Document text START
McKhann says that in addition to his immense skill as a researcher, Johnson was an expert clinician. "Patients came from all over the world with mysterious infections of the nervous system to see him," he says. Johnson was also the founder of the multiple sclerosis clinic at Hopkins.

Johnson developed a multidisciplinary laboratory group to study viruses linked to a wide variety of chronic neurological diseases. During this period, he also traveled widely overseas, establishing laboratories to study infectious diseases and teach. His extensive travels earned him the affectionate nickname the "Pan-Am Professor," for the old international airline, Pan American. He was an exceptionally good storyteller, practicing his repartee upon his fellows, and greatly enjoyed attending scientific meetings, "where he regaled all with tales of his travels, and of the pioneers of neurology and neurosurgery at Mass General or Hopkins," McArthur recalls.

Johnson succeeded McKhann as director of the Department of Neurology in 1988 and "continued its path to excellence," McKhann says.

During his directorship of neurology, Johnson expanded the faculty from 40 to more than 100 and established new programs, including neurointensive care and epilepsy monitoring.
Document text END
Dataset content START
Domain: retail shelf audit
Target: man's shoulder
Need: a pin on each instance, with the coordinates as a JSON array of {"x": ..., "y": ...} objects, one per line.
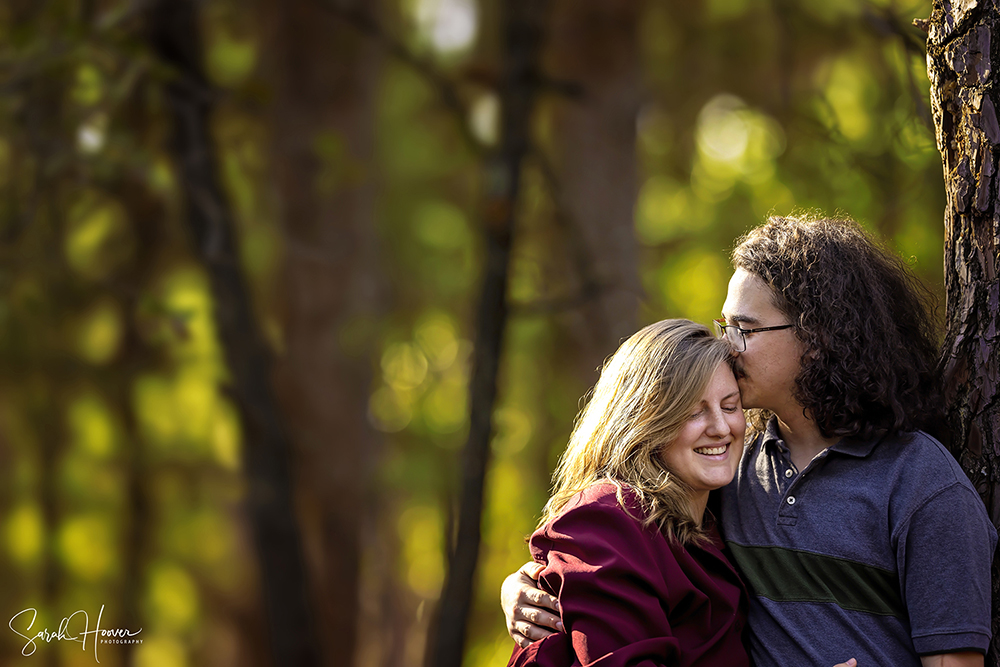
Dataset content END
The problem
Using the text about Johnson, answer the following:
1. What nickname did Johnson's extensive travels earn him?
2. In what year did Johnson succeed McKhann as director of the Department of Neurology?
3. How large did the neurology faculty grow during Johnson's directorship?

Final answer
1. The "Pan-Am Professor."
2. 1988.
3. It grew from 40 to more than 100.